DATASET RECORDS -
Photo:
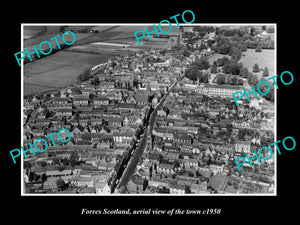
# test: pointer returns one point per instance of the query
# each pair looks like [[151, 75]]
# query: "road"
[[133, 161]]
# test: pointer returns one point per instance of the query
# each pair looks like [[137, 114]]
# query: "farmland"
[[58, 70], [62, 68], [265, 58]]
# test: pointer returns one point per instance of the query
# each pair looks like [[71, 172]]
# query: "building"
[[218, 90]]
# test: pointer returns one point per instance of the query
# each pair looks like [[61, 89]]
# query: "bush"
[[258, 48], [255, 68]]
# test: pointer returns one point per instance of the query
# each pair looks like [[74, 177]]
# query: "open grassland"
[[58, 70], [63, 67], [265, 58]]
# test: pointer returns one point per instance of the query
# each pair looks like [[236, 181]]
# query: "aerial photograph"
[[122, 114]]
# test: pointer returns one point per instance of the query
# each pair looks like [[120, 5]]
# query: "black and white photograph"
[[149, 115], [141, 112]]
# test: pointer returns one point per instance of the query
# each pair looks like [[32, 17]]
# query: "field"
[[63, 67], [31, 31], [58, 70], [265, 58]]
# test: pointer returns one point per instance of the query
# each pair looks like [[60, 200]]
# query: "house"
[[102, 188], [165, 167], [64, 112], [182, 138], [99, 100], [199, 188], [218, 182], [115, 122], [177, 189], [216, 168], [126, 107], [50, 183], [84, 181], [141, 99], [218, 90], [81, 100], [242, 146], [54, 171]]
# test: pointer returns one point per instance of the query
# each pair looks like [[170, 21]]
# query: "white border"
[[148, 24]]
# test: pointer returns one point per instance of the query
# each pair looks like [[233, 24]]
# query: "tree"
[[255, 68], [201, 64], [30, 177], [231, 68], [244, 72], [145, 184], [222, 61], [265, 72], [60, 183], [65, 161], [74, 157], [213, 68], [258, 48], [234, 80], [43, 163], [27, 165], [186, 53], [55, 161], [36, 177], [61, 168], [221, 79], [187, 189], [43, 177]]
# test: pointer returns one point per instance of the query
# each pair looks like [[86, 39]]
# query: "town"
[[159, 121]]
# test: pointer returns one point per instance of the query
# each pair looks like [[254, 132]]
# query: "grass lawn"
[[265, 58]]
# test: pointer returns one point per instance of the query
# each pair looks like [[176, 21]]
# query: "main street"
[[138, 151]]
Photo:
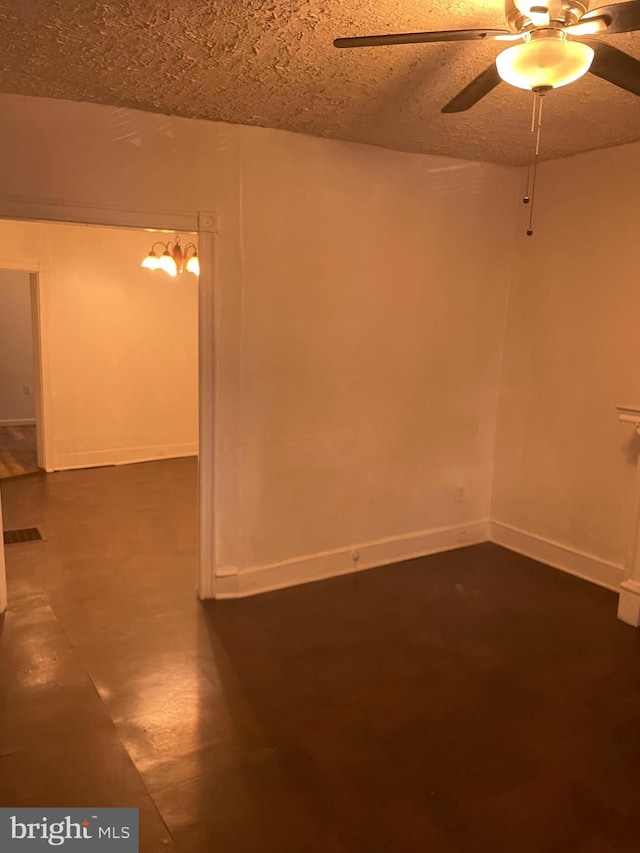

PROBLEM - Each record above is to be restated exactly, with its pictures removed from the copy.

RESPONSE TO THE TASK -
Photo:
# test: pointer returns one point per instance of the query
# each pair looks like [[151, 75]]
# query: "road"
[[133, 161]]
# test: pointer returns one point per instance of the query
# each pair looks like [[137, 114]]
# query: "farmland"
[[58, 70], [62, 68], [265, 58]]
# test: pointer returns one point per instance of the query
# each pair looks like [[71, 172]]
# query: "building"
[[218, 90]]
# test: pointer returns one point per instance of the query
# each pair looks like [[61, 89]]
# query: "bush"
[[258, 48], [255, 68]]
# test: pointer returns one point per instance of the query
# each pair looks like [[74, 177]]
# query: "open grassland"
[[58, 70], [63, 67], [265, 58]]
# test: pointer returns one point per instance of the query
# each pair looks like [[236, 181]]
# query: "aerial photograph"
[[122, 114]]
# test: pointer returns one point per instance of the query
# each pair looks like [[120, 5]]
# query: "black and white photograph"
[[149, 115], [141, 112]]
# test: pointer returns one point per instance of the query
# each pair looks like [[32, 17]]
# query: "field"
[[63, 67], [31, 31], [58, 70], [265, 58]]
# test: pointer returns one point per instance of the query
# each pair looks like [[60, 200]]
# query: "house"
[[102, 188], [165, 167], [64, 112], [182, 138], [99, 100], [199, 188], [218, 182], [115, 122], [177, 189], [216, 168], [126, 107], [50, 183], [84, 181], [141, 99], [218, 90], [81, 100], [242, 146], [54, 171]]
# test: pointer returns one point per instance of the query
# each pair looks like [[170, 21]]
# query: "white border"
[[148, 24]]
# test: pointer returns one point per instance of the query
# each pair looks like [[233, 24]]
# query: "tree"
[[255, 68], [201, 64], [30, 177], [231, 68], [244, 72], [145, 184], [222, 61], [265, 72], [60, 183], [65, 161], [74, 157], [213, 68], [258, 48], [234, 80], [43, 163], [27, 165], [186, 53], [55, 161], [36, 177], [61, 168], [221, 79], [187, 189], [43, 177]]
# test: pointer returns one point per instance of the query
# each pair looks like [[86, 39]]
# query: "town"
[[159, 121]]
# test: pointer returns one point per instance of the query
# each pair looks like [[254, 132]]
# query: "grass lawn"
[[265, 58]]
# test: pointer returns one point per instance of the query
# each pair looks like [[176, 21]]
# query: "main street"
[[138, 151]]
Photo:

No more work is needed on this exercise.